==== VORLIEGENDER AUSZUG

Wenden wir uns also dem zu, was diese Ausgangslage für die kommenden Tage bedeutet:
Die Zufuhr kalter Luftmassen aus Ostgrönland westlich an Island vorbei auf den brühwarmen Nordatlantik hinaus hat bereits das nächste kräftige Tiefdruckgebiet geboren. Weil es vorerst mal dort draussen sitzen bleibt und auf seiner Vorderseite heisse Luft nach Mitteleuropa verfrachtet, ist auch mal eine antizyklonale Südlage (SA) im Juli möglich. Gab es seit 1881 genau zwei Mal im Juli: 1941 und 1994. Wie im Lehrbuch sieht diese GWL nicht aus, kann man zu solch ungewohnter Jahreszeit auch nicht erwarten, aber für die naheliegendste Alternative (Hoch Mitteleuropa) ist der Höhenrücken und vor allem das Bodenhoch zu schwach ausgeprägt. Womit wir bereits beim Thema wären: Wirklich stabil ist diese Lage nicht, dafür ist die Luft viel zu energiereich und die Sonneneinstrahlung macht aus den vielerorts trockenen Böden eine Herdplatte. Ob da der Deckel wirklich immer und überall hält, darf ruhig in Frage gestellt werden, denn wenn die Modelle eines nicht können, dann ist es Morgenkonvektion. Allerdings rechnen die Globalmodelle und inzwischen auch die mässig aufgelösten Mesomodelle eine solche Störung schon seit einigen Tagen immer wieder für den Samstagmorgen, also muss wohl etwas dran sein:
Ob es sich hierbei um echte Morgenkonvektion handelt, die vor Ort entsteht, oder ob da ein alternder Gewittercluster bereits aus dem Freitagabend und Frankreich her reinsuppt, darüber sind sich die Modelle (noch) nicht einig. Etwas mühsam für alle Freiluftveranstaltungen, die bereits Freitagnacht in vollem Gange sind. Da bleibt nur der Rat, alle verfügbaren Prognosen regelmässig zeitnah zu konsultieren und das Radar ab Freitagabend im Blick zu behalten, um zu sehen was sich da im Westen zusammenbraut. Auch am Samstagnachmittag und -abend ist die Lage noch zu wenig stabil, um vereinzelte, lokale, aber durchaus heftige Entwicklungen nicht ausschliessen zu können. Nach aktuellem Stand müsste sich solches Geschehen aber auf das Bergland beschränken.

========
==== DATENZEILEN

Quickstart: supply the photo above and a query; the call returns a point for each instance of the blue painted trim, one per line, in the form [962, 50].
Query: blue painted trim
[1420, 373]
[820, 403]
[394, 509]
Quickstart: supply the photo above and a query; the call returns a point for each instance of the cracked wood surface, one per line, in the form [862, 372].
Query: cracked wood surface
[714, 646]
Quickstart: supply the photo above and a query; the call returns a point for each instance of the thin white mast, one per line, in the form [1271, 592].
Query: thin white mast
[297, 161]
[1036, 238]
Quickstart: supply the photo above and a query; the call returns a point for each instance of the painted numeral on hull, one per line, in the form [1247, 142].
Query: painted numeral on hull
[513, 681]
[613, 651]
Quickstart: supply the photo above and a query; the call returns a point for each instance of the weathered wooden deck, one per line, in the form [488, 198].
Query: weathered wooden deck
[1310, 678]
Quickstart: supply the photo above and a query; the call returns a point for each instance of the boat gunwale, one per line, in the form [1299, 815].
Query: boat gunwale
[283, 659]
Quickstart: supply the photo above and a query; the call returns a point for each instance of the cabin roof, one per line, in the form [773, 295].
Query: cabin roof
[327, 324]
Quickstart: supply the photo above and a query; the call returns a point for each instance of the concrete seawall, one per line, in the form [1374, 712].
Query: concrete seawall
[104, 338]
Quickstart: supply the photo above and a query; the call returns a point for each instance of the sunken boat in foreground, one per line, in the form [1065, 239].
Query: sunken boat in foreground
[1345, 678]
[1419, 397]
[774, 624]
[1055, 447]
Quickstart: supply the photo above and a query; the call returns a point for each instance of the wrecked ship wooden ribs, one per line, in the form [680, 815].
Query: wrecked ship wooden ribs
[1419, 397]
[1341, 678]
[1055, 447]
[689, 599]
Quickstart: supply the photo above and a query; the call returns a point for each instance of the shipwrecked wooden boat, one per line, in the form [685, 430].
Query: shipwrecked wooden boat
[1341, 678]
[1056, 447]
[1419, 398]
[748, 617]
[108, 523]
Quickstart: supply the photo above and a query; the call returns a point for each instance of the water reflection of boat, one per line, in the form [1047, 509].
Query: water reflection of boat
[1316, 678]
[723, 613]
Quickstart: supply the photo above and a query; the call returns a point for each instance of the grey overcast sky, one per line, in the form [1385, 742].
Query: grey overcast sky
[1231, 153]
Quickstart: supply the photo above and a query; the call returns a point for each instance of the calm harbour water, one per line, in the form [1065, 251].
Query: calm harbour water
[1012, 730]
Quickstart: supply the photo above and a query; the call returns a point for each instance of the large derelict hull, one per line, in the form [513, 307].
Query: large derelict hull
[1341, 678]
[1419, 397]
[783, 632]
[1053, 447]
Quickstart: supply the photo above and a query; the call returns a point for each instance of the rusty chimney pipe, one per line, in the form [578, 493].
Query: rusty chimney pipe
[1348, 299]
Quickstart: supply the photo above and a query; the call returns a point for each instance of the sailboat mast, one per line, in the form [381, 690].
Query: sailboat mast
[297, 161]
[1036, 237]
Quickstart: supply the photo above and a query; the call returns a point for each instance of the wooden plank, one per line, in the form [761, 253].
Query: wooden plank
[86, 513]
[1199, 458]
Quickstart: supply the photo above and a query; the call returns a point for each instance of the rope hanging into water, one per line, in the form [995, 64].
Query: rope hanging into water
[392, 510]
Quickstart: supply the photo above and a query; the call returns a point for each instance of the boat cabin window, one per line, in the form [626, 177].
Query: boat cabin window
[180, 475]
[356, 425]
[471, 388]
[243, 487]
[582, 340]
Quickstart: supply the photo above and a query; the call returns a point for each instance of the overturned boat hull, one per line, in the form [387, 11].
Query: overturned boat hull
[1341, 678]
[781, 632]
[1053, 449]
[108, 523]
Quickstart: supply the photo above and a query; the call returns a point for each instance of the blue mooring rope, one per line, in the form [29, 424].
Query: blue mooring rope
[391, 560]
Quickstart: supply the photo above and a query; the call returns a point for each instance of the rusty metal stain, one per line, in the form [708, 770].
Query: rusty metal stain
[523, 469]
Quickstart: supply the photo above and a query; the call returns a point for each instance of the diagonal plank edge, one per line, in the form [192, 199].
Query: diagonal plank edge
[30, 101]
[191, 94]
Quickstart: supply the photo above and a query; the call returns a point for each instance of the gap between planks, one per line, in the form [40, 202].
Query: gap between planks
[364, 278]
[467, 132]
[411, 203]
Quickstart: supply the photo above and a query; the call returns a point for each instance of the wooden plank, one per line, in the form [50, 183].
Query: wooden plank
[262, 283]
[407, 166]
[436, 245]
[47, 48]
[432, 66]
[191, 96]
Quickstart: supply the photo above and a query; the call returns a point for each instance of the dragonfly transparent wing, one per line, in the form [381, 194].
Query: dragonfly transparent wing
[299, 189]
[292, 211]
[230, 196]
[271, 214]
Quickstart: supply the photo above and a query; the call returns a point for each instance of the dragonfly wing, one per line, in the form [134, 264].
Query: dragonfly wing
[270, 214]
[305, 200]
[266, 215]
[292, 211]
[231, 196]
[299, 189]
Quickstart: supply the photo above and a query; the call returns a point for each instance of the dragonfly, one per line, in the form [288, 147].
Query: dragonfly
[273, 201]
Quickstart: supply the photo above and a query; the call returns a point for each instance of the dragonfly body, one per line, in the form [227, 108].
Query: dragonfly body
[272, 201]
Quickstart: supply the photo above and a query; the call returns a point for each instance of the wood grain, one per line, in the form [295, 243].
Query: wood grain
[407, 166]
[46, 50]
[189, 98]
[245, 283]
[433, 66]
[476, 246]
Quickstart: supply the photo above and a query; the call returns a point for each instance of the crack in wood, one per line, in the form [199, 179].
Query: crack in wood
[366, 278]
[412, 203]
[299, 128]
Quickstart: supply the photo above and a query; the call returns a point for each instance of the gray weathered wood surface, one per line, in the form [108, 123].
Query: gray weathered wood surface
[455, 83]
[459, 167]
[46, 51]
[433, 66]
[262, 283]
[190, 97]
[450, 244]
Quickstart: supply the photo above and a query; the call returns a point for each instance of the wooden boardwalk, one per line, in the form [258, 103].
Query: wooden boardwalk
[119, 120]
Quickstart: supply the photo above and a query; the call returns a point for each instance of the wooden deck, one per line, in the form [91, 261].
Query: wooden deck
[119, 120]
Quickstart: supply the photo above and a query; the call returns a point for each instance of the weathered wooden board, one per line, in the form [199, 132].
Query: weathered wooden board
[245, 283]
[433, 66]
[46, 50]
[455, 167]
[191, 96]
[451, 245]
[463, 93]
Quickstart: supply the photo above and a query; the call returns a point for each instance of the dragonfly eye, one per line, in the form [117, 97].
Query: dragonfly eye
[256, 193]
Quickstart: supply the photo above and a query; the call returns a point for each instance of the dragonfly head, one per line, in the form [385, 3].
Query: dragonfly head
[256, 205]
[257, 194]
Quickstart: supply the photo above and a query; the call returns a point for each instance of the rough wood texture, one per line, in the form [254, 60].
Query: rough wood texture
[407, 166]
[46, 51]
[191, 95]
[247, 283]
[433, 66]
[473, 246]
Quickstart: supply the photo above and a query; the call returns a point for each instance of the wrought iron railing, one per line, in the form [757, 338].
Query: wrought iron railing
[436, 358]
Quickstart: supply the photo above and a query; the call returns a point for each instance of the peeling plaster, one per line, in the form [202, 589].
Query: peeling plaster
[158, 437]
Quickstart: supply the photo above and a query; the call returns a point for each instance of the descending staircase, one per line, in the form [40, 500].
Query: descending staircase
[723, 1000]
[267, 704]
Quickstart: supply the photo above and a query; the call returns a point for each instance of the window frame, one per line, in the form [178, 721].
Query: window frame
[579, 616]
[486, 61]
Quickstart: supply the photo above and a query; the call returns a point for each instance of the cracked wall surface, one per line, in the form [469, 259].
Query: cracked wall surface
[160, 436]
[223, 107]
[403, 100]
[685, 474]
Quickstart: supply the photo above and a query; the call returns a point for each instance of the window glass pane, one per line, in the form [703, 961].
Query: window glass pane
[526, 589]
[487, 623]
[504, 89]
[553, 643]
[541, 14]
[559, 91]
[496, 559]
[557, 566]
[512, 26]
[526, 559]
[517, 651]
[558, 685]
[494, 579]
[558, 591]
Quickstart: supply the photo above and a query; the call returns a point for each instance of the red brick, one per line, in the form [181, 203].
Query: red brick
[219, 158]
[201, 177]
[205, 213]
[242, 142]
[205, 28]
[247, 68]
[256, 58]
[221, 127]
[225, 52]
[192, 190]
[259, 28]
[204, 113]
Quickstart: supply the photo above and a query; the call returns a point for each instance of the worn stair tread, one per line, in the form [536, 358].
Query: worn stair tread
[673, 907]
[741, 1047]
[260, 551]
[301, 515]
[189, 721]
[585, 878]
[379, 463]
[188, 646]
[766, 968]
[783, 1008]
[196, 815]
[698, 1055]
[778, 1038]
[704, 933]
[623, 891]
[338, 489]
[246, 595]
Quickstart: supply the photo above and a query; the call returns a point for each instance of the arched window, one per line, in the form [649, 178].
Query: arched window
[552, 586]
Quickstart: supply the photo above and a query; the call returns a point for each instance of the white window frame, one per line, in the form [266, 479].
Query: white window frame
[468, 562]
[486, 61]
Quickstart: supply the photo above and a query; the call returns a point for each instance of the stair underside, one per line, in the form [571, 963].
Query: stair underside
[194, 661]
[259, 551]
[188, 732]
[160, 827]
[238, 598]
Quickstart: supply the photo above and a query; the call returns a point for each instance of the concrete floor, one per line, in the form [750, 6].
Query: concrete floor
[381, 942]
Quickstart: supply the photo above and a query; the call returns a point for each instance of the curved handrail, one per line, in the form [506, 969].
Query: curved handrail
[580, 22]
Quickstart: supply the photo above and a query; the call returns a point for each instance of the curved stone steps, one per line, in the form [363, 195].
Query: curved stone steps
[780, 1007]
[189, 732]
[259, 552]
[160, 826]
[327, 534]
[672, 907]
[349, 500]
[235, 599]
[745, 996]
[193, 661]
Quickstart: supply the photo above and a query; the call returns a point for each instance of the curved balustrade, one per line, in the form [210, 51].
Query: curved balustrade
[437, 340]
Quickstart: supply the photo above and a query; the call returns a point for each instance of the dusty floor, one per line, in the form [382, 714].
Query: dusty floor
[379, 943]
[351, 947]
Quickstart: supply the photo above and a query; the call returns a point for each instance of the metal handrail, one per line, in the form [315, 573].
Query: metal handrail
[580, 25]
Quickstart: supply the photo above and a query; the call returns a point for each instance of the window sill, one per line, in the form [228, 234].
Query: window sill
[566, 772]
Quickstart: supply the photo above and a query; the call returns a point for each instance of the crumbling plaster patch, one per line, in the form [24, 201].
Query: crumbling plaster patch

========

KURZE AUFGABE -
Wie lautet der Satz „Nach aktuellem Stand müsste sich solches Geschehen aber auf das Bergland beschränken.“ aus dem Auszug zur Wetterlage auf Englisch? Die Zeilen stammen aus einer anderen Quelle.

VOLLSTÄNDIGE ANTWORT -
As things currently stand, however, such activity should be confined to the mountainous regions.